- **Given problem 1**: Reproduce the Tottenham season review verbatim, starting at "Europa League: Round" and ending at "half a century.".
- **Given problem 2**: According to the Tottenham season review, which club did Son Heung-min join Tottenham from?

- **Page text**:
* Begin *
Premier League Season Review – Tottenham Hotspur

Tottenham Hotspur: 3rd

FA Cup: Round Five

Capital One Cup: Round Three

Europa League: Round of 16

With a talented young squad and one of Europe’s most promising managers at the helm, Tottenham were clearly on the up when the season began and their target, as ever, was to finish in the top four and qualify for the Champions League. However, very few would have expected them to achieve this with several weeks still to spare and indeed make a sustained challenge to win the title. This they did, and as such they were bitterly disappointed not to end a wait that has gone on for over half a century.

In order to have a chance of meeting their objectives, changes were needed at the back as too many goals had been conceded in 2014-15. So in came Toby Alderweireld, who soon formed a winning partnership with fellow Belgian Jan Vertonghen and also contributed regularly to the team’s attacking play thanks to his excellent passing range. Kieran Trippier arrived to challenge Kyle Walker for the right-back slot, while South Korean forward Son Heung-min arrived for big money from Bayer Leverkusen.

The other high profile new face at White Hart Lane was Dele Alli, who had continued to play for Milton Keynes Dons after signing for Spurs in January 2015. One of the hottest prospects from below the Premier League, Alli had been touted for great things by all who had worked with him, but surely nobody could have envisaged the impact he would go on to make at the highest level for both club and country.
* End *
- **Given data**:
* Begin *
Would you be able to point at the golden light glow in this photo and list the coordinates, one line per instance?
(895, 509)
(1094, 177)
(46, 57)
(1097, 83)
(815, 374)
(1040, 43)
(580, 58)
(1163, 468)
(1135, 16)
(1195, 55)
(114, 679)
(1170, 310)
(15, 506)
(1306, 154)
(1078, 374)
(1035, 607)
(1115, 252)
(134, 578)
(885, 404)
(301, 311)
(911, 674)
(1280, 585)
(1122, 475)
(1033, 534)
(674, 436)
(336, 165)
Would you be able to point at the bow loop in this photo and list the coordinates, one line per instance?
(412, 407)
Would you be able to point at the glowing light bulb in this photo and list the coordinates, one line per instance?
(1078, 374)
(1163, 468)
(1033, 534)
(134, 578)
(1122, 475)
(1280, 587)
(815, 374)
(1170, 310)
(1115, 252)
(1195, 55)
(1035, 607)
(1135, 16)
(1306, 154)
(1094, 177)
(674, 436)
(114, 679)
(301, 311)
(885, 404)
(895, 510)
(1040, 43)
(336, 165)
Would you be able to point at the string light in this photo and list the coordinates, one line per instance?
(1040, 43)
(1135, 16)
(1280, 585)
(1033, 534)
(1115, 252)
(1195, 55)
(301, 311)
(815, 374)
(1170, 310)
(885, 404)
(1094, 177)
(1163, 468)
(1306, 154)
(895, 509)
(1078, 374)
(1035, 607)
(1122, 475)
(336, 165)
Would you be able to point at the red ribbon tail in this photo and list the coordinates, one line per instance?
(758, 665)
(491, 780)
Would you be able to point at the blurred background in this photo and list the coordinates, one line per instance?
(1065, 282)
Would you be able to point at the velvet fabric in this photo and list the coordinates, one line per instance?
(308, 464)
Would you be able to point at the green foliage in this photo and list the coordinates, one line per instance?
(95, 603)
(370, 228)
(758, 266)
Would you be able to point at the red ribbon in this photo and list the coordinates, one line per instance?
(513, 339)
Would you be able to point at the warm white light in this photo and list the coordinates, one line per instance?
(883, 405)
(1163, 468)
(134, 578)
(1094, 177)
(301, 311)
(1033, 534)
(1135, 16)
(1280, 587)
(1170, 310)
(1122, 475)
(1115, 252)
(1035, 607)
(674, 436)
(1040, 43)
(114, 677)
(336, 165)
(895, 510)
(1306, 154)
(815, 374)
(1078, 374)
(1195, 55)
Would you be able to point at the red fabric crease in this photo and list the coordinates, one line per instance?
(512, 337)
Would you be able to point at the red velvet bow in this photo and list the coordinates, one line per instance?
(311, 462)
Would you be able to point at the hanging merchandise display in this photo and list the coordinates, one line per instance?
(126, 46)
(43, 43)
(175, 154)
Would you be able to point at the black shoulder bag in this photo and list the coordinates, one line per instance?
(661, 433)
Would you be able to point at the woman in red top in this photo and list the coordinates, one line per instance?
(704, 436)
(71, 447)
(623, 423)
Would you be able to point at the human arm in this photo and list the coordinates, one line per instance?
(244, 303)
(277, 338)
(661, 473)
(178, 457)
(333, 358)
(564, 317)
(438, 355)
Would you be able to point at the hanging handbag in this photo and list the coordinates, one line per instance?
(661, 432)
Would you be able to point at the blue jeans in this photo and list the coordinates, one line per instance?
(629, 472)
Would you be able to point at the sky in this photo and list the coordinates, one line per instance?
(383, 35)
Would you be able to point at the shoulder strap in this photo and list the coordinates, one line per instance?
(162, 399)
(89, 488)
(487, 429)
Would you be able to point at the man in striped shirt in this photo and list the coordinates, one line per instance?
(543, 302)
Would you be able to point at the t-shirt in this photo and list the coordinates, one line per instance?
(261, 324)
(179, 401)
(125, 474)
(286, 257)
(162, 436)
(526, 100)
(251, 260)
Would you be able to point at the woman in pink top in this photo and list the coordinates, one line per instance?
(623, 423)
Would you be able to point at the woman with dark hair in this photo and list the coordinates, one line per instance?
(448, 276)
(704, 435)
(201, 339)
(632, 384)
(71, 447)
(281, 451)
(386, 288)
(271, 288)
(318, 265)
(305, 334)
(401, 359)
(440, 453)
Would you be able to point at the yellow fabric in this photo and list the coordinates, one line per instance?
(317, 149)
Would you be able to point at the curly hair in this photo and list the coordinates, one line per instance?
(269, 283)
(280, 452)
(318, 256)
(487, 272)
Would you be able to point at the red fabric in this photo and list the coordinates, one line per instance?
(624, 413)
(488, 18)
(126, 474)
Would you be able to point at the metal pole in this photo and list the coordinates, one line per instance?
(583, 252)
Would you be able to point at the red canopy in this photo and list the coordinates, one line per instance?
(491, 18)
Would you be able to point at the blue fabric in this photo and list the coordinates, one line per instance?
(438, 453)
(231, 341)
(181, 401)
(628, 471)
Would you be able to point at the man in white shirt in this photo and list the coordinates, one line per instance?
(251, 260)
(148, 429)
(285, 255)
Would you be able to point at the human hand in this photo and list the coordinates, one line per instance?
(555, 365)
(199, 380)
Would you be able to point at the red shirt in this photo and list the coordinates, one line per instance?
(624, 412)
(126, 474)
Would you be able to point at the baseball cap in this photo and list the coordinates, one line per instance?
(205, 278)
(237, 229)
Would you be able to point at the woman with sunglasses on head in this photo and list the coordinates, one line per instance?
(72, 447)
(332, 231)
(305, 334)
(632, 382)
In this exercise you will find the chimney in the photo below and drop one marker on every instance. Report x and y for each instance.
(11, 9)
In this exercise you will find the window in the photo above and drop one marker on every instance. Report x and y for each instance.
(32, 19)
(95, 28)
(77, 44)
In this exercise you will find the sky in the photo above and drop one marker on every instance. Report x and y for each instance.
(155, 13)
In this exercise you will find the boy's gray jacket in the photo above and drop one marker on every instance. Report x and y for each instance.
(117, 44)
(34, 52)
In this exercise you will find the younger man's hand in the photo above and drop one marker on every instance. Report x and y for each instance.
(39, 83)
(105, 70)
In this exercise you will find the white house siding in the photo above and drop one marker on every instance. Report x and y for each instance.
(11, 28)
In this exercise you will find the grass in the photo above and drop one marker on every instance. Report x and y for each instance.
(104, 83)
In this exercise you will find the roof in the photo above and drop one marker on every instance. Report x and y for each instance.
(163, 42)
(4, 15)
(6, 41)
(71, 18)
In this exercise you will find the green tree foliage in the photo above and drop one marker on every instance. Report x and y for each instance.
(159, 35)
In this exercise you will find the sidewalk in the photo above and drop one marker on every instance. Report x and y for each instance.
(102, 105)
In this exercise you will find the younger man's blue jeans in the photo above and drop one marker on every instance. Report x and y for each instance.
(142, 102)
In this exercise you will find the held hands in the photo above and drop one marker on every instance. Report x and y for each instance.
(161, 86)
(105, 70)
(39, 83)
* End *
- **Exercise output 1**:
Europa League: Round of 16

With a talented young squad and one of Europe’s most promising managers at the helm, Tottenham were clearly on the up when the season began and their target, as ever, was to finish in the top four and qualify for the Champions League. However, very few would have expected them to achieve this with several weeks still to spare and indeed make a sustained challenge to win the title. This they did, and as such they were bitterly disappointed not to end a wait that has gone on for over half a century.

- **Exercise output 2**: Bayer Leverkusen